*** STORED DATA

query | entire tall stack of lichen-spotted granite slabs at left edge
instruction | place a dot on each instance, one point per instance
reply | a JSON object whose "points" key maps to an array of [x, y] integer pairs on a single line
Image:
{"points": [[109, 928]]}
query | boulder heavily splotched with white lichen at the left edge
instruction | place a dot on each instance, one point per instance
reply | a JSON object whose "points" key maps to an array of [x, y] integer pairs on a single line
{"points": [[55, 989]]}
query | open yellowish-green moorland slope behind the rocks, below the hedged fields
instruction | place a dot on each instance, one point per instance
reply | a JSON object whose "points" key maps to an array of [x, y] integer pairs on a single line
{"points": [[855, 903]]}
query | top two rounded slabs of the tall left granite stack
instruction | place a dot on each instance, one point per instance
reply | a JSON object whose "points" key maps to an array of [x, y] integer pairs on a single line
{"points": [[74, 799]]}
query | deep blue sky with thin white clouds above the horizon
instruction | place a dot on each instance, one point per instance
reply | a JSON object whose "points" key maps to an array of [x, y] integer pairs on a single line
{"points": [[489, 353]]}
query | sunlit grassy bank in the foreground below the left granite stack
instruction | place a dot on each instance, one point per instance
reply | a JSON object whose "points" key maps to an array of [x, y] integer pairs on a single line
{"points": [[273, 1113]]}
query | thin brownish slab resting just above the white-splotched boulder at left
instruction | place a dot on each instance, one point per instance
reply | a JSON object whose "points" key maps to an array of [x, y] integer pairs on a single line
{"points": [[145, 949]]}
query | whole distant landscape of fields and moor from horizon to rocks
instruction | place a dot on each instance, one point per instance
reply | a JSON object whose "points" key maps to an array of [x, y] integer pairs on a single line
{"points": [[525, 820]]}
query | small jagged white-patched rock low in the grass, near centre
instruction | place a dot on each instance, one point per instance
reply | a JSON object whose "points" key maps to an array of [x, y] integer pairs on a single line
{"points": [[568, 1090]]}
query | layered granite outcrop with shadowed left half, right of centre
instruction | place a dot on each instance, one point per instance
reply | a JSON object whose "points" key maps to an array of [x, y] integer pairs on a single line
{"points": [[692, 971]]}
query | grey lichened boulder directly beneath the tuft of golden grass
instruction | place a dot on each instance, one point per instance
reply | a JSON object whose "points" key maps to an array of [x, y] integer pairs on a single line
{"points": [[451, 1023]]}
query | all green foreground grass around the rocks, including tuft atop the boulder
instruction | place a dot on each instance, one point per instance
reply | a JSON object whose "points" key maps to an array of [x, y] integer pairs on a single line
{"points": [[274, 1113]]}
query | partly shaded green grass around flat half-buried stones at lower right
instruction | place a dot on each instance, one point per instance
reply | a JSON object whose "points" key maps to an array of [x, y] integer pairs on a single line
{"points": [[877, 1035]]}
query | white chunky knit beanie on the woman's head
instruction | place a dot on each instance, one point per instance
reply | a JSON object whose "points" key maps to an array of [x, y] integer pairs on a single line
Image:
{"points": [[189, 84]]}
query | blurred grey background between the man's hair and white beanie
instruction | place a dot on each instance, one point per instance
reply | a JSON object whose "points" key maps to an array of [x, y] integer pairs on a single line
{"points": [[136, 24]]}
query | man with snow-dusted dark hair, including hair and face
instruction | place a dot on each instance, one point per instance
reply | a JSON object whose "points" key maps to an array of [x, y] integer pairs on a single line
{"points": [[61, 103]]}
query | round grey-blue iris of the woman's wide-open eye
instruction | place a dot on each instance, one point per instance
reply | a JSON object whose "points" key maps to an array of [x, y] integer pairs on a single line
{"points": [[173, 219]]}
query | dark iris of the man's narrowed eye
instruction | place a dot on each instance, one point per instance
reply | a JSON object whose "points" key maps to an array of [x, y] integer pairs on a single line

******

- **INSTRUCTIONS FOR THE TASK**:
Only the lines from the first one of the listing up to and including the line where "query | open" appears are wanted, reproduced exactly.

- **ANSWER SECTION**:
query | entire tall stack of lichen-spotted granite slabs at left edge
instruction | place a dot on each instance, one point per instance
reply | a JSON object whose "points" key maps to an array of [x, y] integer pairs on a single line
Image:
{"points": [[109, 928]]}
query | boulder heavily splotched with white lichen at the left edge
instruction | place a dot on each instance, one point per instance
reply | a JSON object whose "points" key maps to an array of [x, y] integer pairs on a single line
{"points": [[55, 989]]}
query | open yellowish-green moorland slope behind the rocks, below the hedged fields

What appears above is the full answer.